__Tasks to perform__:
(1) Decide whether each statement below agrees with the alligator forum thread, answering yes or no and quoting the deciding words: (a) the first commenter has seen a gator up close only in zoos; (b) the reply states that gators like to teleport; (c) the final comment says there are no bears in the area being discussed.
(2) Resume the alligator forum thread after its last sentence.

# start of Text to read

Only Texans would do this...dumb dumb dumb

Wow, I can't imagine seeing a gator up close and personal like that. Closest I've ever been was in zoos. I can tell you I wouldn't be anywhere near it if I did see one out in the open. I love all creatures but I'll love him from a distance! Although I do have a track record of being pretty oblivious of my surroundings so I'd probably trip over him before I realized it was there but once I did you'd see how fast I can move!

My thought is you wouldn't be moving but you would be teleporting. Basically we wouldn't even see your transition from point a to point b. It would be so fast. The good news is gators don't like to teleport. They are too lazy. So you have a great chance of surviving just teleporting. "Beam me over Scotty!!"

@Philly

You forgot a major predator in your area BEaRs!:eek: and wayward goats! They are the worst of them all. Tee hee:p I have also heard that the worst preditor in Finland is the Vampire Guinea Piggy. ROFLOL @h1m3.

# end of Text to read
# start of Data

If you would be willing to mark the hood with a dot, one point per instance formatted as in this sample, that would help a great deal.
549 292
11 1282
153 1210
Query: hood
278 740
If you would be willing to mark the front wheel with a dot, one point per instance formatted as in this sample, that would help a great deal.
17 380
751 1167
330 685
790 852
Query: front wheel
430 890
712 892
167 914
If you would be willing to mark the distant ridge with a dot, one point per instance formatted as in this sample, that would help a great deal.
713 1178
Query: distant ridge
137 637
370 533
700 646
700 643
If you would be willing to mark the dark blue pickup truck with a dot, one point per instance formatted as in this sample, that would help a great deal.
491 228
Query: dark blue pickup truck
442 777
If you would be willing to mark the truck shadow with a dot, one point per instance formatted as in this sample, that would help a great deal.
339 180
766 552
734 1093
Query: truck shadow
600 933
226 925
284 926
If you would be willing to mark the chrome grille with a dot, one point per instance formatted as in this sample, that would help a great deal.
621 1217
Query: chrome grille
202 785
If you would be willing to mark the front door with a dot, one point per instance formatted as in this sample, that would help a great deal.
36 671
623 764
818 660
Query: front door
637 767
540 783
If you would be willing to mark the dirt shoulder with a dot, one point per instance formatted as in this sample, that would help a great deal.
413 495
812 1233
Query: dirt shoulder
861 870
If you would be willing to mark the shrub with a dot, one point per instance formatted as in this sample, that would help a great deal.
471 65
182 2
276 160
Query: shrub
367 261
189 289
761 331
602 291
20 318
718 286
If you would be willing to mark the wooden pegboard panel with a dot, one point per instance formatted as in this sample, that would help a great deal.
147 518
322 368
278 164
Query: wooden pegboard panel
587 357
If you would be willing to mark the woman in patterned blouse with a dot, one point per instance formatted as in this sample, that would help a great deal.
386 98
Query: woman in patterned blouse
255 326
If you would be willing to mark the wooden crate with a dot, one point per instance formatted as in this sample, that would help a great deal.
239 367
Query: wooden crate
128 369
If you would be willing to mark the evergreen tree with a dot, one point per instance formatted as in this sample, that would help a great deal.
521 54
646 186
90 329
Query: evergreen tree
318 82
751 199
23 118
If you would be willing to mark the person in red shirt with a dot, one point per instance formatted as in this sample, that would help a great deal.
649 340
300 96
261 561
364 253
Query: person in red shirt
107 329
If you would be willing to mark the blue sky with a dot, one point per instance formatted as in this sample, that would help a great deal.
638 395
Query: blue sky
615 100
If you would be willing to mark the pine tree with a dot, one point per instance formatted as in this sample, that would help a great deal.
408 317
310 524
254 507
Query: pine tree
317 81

# end of Data

__In response__:
(1)
(a) Yes: "Closest I've ever been was in zoos."
(b) No: "The good news is gators don't like to teleport."
(c) No: "You forgot a major predator in your area BEaRs!"

(2)
Can you tell this was a rough day? LOL
 
@Philly

You forgot a major predator in your area BEaRs!:eek: and wayward goats! They are the worst of them all. Tee hee:p
Not as far south as I am, maybe if you go up to thunder bay you'd see some
 
Never under estimate the migration of a bear from a northern region to a southern region. Also wayward goats have the ability to be invisible so, you wouldn't know if you had one on your roof or not. lol I will send you a Texas Gator. I have been to your neck of the woods by the way.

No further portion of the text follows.